Another example, the instruction MOVB @11(R2),@-20(R3) corresponds to **(r3-20) = **(r2+11);, where r2 and r3 are declared as char **r2, **r3;.

In the modern popular architectures, one instruction for such cases can be insufficient, it may require at least 10 instructions. It is also possible to get an address relative to the current value of the program counter. I will give another example with more simple addressing. The x86 instruction ADD [BX+11],16 corresponds to ADD #16,11(R4). In DEC assemblers it is common to write operands from left to right, unlike Intel where they write from the right-left. There is a reason to believe that the GNU assembler for the x86 was made under the influence of the PDP-11 assembler.

Division and multiplication instructions are only signed and not available on all processors. The arithmetic of the decimal numbers is optional too – it is so-called commercial arithmetic in DEC terminology. As an oddity of full orthogonality I will give an example of the command MOV #11,#22, which after execution turns into MOV #11,#11 – it is an example of using a direct constant as an operand. Another curious instruction is a unique instruction MARK which code needs to be placed on the stack and which may never be used explicitly. Calling subroutines in the architecture of the PDP-11 is also somewhat peculiar. The corresponding instruction first saves the allocated register (can be any) on the stack, then saves the program counter in this register and only then writes a new value to the program counter. The return from the subroutine instruction must do the reverse and know which register was used when calling the subroutine. Strange effects can be sometimes obtained using the program counter as a normal register.

It is interesting that among the programmers for the PDP-11 there is a culture of working directly with machine codes. Programmers could for example work without a disassembler when debugging. Or even write small programs directly into memory, without assembling!

Indeed instruction timings were not too fast. It was surprising to find out that on a BK home computer the instruction to send from a register to a register takes as much as 12 clocks (10 clocks when using the code in ROM), and the instructions with two operands with double indirect addressing are executed for more than 100 clocks. The Z80 does 16-bit register transfer for 8 clocks. However the slowness of the BK is caused not so much by the processor, but by the poor quality of the SU made RAM, under the features of which the BK had to be adapted. If fast enough memory was used the BK would send 16 register bits for 8 clock cycles too. Once there was a lot of controversy, which is faster than the BK or Sinclair ZX Spectrum? I must say that the Spectrum is one of the fastest mass 8-bit personal computers when using the top 32 KB of memory. Therefore it is not surprising than the Spectrum is faster than the BK but not much. And if BK worked with fast enough memory it could even be a bit faster.

*DATA ROWS*
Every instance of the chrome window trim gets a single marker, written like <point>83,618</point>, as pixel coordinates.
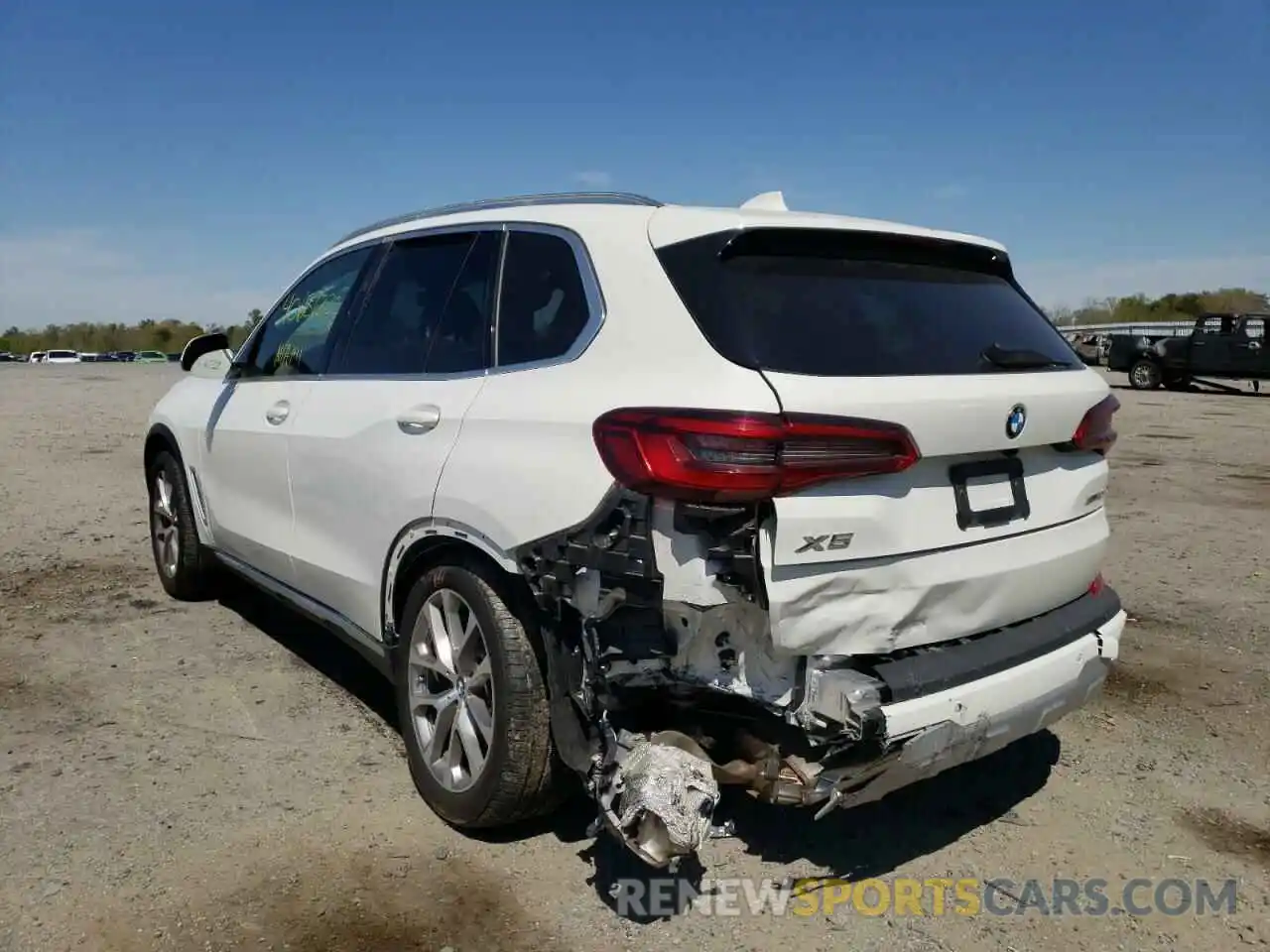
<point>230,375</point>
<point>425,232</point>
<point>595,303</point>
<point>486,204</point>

==

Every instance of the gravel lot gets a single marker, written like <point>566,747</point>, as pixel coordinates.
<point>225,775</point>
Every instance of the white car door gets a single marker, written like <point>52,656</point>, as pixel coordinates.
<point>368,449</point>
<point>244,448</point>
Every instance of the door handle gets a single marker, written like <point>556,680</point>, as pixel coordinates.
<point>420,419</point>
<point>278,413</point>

...

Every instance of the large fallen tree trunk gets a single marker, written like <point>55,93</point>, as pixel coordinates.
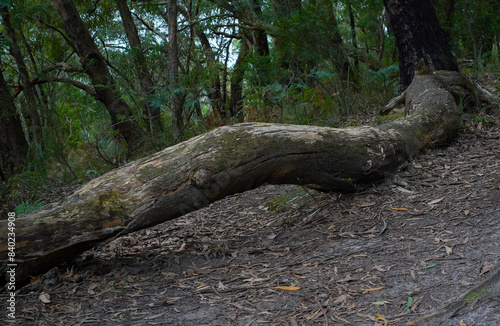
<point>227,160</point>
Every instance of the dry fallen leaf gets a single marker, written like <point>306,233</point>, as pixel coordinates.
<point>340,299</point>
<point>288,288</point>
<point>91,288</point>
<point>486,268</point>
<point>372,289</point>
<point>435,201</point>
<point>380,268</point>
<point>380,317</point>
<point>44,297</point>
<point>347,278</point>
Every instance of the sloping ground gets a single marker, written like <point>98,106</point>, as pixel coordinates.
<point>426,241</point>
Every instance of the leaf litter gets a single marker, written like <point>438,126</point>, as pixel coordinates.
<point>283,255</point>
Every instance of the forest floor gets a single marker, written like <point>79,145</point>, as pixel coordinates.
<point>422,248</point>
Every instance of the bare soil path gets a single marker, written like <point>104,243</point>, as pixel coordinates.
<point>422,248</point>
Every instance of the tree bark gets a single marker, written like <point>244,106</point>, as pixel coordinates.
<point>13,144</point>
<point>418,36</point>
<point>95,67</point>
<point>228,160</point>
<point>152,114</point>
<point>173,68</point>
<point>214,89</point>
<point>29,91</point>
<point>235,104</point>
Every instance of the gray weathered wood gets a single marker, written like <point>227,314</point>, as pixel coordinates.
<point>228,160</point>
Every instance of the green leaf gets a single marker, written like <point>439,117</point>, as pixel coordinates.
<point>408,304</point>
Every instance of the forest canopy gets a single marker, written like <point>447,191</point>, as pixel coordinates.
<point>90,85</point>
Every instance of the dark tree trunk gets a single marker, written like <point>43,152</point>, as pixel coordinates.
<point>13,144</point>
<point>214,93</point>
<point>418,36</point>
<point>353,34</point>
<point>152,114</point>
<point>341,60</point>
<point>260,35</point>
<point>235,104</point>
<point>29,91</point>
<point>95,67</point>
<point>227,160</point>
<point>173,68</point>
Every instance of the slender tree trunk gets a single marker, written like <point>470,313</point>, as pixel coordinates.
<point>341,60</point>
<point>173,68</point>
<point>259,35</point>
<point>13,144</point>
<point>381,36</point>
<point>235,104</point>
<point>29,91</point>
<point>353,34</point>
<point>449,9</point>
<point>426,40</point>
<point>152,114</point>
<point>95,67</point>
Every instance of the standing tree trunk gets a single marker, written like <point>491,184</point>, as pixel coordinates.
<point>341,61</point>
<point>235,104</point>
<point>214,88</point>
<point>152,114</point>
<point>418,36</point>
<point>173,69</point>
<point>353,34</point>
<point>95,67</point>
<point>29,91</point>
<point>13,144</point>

*TO DO*
**A)** Answer these from the PDP-11 passage:
(i) How many clocks does a register-to-register move take on the BK home computer when the code runs from ROM?
(ii) Which x86 instruction corresponds to ADD #16,11(R4)?
(iii) What does the command MOV #11,#22 turn into after execution?
**B)** Take the PDP-11 passage further, starting after its final sentence.
The records are from a different source than the text on the PDP-11.

*TASK-BY-TASK OUTPUTS*
**A)**
(i) 10 clocks
(ii) ADD [BX+11],16
(iii) MOV #11,#11

**B)**
The code density is also rather a weak point in the PDP-11 architecture. Instruction codes must be multiples of the machine word length – 2 bytes, which is especially frustrating when working with byte arguments or simple commands like setting or resetting a flag.

There were interesting attempts to make a personal computer on the basis of PDP-11 architecture. One of the first PC's in the world that appeared only a bit later that the Apple ][ and Commodore PET and rather a bit earlier than the Tandy TRS-80, was the Terak 8510/a, which had black and white graphics and an ability to load an incomplete variant of Unix. This computer was quite expensive and as far as I know was only used in the system of higher education in the USA. The Heathkit H11 was produced since 1978, it was a kit-format computer. DEC itself also tried to make its own PC, but very inconsistently. DEC for example produced PC's based on the z80 and 8088 explicitly playing against its own main developments. The PDP-11's architecture based PC's DEC PRO-325/350/380 have some rather contrived incompatibilities with the underlying architecture that impeded the use of some software. Best of all personalization of technologies of mini-computers turned out in the USSR, where produced the BK, DVK, UKNC, ... By the way the Electronica-85 was a quite accurate clone of the DEC PRO-350. In addition, the CP1600 processor, akin to the PDP-11 architecture, was used in the Intellivision game consoles which were popular in the early 80's.



Made in USSR 16-bit home computer (model of 1987) – it is almost PDP-11 compatible



The K1801VM2 processor which was used in the DVK is about two times faster than the K1801VM1. The K1801VM3 is even faster and has a performance close to the Intel 8086.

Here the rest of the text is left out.